◆ Work to do
Please edit the lines from the one with "form [810, 623]." to the one with "[452, 1038]" by replacing "solar panel on roof" with "rooftop solar panel" and changing nothing else. Return only those lines.

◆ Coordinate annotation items
- - - -
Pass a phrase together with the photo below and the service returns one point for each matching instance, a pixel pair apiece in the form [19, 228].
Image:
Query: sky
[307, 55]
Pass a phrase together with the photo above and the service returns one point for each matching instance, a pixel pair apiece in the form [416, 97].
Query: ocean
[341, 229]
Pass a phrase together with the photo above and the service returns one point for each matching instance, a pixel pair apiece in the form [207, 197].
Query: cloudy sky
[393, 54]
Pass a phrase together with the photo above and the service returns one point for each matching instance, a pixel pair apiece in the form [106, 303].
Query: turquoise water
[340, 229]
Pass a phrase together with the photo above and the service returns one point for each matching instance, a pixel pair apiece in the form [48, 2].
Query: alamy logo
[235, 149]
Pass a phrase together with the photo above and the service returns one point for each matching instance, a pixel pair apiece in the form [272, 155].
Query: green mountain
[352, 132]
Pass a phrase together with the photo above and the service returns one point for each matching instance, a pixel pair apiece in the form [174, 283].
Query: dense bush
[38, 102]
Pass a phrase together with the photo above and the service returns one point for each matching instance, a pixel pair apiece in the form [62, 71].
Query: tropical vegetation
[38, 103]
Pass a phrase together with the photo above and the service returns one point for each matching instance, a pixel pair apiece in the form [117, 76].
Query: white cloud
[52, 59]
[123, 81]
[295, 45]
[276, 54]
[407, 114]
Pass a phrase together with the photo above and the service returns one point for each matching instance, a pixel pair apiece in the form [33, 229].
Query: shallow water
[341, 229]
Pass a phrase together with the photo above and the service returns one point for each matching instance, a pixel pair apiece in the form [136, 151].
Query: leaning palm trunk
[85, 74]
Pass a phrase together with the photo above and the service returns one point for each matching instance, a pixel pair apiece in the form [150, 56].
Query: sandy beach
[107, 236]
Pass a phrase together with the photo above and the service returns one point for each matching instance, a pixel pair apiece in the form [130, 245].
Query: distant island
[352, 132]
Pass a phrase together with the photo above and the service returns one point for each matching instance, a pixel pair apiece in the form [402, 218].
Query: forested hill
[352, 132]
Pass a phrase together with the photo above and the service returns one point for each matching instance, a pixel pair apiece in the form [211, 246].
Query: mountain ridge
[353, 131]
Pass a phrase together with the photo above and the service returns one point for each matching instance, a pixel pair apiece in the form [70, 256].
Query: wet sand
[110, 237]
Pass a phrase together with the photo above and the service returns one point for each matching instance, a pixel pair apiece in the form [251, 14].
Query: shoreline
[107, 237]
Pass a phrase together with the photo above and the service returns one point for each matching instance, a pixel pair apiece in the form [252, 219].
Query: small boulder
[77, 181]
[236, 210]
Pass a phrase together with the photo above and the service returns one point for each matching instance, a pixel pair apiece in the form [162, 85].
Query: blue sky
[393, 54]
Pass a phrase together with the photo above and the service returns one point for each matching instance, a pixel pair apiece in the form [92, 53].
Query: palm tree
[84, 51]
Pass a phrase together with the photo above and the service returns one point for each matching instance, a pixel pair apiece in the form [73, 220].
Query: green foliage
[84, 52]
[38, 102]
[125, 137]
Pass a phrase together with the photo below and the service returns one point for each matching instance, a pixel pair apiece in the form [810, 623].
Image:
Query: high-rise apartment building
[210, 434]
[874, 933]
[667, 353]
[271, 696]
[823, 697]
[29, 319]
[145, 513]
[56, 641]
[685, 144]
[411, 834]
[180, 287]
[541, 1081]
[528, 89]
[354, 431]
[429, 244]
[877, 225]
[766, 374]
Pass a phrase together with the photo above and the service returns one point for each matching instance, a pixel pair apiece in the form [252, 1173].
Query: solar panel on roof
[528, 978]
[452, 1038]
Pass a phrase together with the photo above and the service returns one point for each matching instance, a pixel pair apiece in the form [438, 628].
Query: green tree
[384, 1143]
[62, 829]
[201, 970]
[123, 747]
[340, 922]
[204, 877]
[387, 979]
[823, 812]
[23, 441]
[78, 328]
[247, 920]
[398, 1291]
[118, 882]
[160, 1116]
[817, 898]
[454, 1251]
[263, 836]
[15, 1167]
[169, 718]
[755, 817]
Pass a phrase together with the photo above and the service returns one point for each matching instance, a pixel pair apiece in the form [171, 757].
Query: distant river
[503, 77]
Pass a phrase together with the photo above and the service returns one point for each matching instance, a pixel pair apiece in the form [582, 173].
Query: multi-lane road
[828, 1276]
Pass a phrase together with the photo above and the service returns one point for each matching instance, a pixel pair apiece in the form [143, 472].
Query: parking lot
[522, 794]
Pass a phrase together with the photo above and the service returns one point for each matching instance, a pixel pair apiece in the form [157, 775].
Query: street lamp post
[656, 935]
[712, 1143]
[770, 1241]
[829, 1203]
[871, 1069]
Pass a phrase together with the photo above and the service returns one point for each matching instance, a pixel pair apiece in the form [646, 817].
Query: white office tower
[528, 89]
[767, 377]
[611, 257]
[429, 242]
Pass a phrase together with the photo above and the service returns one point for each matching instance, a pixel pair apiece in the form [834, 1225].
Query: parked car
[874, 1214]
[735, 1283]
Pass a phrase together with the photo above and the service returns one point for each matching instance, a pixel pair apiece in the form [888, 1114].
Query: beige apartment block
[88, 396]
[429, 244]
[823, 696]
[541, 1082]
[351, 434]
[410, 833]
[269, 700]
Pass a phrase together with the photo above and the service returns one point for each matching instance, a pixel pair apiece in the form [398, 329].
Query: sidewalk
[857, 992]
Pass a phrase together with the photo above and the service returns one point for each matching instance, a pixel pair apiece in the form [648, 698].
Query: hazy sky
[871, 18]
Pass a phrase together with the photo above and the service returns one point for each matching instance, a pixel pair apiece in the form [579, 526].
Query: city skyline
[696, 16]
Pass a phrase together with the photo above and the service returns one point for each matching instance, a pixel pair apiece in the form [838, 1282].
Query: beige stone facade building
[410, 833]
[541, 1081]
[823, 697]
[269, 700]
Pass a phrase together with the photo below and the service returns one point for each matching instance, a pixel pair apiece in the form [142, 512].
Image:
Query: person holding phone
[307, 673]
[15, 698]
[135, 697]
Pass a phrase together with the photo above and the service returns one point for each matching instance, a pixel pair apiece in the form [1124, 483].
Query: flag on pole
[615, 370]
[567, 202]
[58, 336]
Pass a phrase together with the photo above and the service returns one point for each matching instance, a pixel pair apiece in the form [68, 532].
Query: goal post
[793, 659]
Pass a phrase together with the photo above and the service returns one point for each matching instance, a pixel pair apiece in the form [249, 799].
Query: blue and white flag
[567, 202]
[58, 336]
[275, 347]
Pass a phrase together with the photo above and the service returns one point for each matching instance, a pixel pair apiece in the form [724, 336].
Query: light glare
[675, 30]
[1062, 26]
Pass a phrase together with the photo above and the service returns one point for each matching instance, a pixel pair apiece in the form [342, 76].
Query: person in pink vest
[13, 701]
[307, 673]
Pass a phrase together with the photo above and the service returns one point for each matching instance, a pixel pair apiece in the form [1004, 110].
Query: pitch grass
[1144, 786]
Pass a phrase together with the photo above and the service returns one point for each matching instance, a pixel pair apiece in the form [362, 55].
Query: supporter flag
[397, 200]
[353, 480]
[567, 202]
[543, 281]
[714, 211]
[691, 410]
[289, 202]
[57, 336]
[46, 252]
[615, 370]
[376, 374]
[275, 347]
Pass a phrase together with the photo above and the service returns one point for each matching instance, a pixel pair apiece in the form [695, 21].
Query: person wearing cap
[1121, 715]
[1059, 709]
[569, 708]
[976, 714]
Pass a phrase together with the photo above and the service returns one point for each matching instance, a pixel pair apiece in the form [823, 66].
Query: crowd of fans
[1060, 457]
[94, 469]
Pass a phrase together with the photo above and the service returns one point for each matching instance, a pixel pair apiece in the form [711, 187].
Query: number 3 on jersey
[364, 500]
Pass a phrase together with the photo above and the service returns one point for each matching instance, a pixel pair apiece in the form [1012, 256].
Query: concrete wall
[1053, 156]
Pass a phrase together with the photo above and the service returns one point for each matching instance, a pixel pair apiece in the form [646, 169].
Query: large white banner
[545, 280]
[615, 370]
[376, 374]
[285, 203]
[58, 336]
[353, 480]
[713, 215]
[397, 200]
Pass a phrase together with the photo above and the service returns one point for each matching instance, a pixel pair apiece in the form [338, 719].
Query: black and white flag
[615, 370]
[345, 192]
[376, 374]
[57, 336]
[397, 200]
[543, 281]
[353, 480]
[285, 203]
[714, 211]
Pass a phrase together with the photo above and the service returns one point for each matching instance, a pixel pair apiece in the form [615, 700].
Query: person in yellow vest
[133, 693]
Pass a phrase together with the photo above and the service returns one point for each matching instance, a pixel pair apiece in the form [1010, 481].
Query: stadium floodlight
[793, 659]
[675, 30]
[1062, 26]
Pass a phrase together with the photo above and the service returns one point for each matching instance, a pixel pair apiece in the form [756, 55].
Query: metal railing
- - - -
◆ Answer for the task
Pass a phrase together with the photo below and the service returns one point for each matching instance, a pixel pair apiece in the form [810, 623].
Image:
Query: high-rise apartment building
[210, 434]
[874, 933]
[667, 353]
[271, 696]
[823, 697]
[29, 319]
[145, 513]
[56, 641]
[685, 144]
[411, 834]
[180, 287]
[541, 1081]
[528, 89]
[354, 431]
[429, 244]
[877, 225]
[766, 374]
Pass a phrase together with the photo above and the service returns one point for each matching instance, a pixel pair apiece in the form [252, 1173].
Query: rooftop solar panel
[528, 978]
[452, 1038]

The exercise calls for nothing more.